* begin *
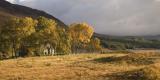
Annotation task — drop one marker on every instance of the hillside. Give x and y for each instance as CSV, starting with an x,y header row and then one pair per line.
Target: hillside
x,y
13,10
141,66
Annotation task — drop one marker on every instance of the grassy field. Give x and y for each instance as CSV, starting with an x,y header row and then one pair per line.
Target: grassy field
x,y
115,66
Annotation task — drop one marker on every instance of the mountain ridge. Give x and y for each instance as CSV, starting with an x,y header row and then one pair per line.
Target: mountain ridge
x,y
8,9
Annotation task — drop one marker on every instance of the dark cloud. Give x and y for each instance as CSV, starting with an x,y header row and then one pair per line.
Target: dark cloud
x,y
115,17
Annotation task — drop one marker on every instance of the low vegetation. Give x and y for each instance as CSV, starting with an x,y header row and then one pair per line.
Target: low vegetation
x,y
111,66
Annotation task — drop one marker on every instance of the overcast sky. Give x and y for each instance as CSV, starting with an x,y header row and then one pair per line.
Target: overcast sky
x,y
113,17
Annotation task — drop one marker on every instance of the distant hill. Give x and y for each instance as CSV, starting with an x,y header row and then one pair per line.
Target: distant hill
x,y
8,10
13,10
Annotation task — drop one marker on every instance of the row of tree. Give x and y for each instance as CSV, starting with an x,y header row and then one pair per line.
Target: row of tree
x,y
27,36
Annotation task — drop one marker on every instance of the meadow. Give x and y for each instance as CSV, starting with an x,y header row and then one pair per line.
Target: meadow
x,y
109,66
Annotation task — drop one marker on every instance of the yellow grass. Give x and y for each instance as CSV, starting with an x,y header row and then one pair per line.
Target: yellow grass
x,y
75,67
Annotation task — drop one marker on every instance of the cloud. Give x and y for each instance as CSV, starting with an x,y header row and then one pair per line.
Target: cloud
x,y
115,17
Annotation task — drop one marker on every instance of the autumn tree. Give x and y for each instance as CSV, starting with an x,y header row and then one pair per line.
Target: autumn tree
x,y
81,34
94,45
15,30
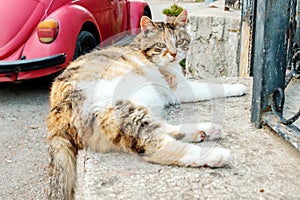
* end *
_Goal of the exercise:_ Repeat the listing word for word, from the line with "of the autumn" through the end of the listing, leaving the pictures out of your answer.

_Correct output:_
Annotation task — drop one marker on every instance of the autumn tree. Give x and y for each instance as CSV, starting with an x,y header row and then one pair per line.
Target: autumn tree
x,y
81,34
94,45
15,30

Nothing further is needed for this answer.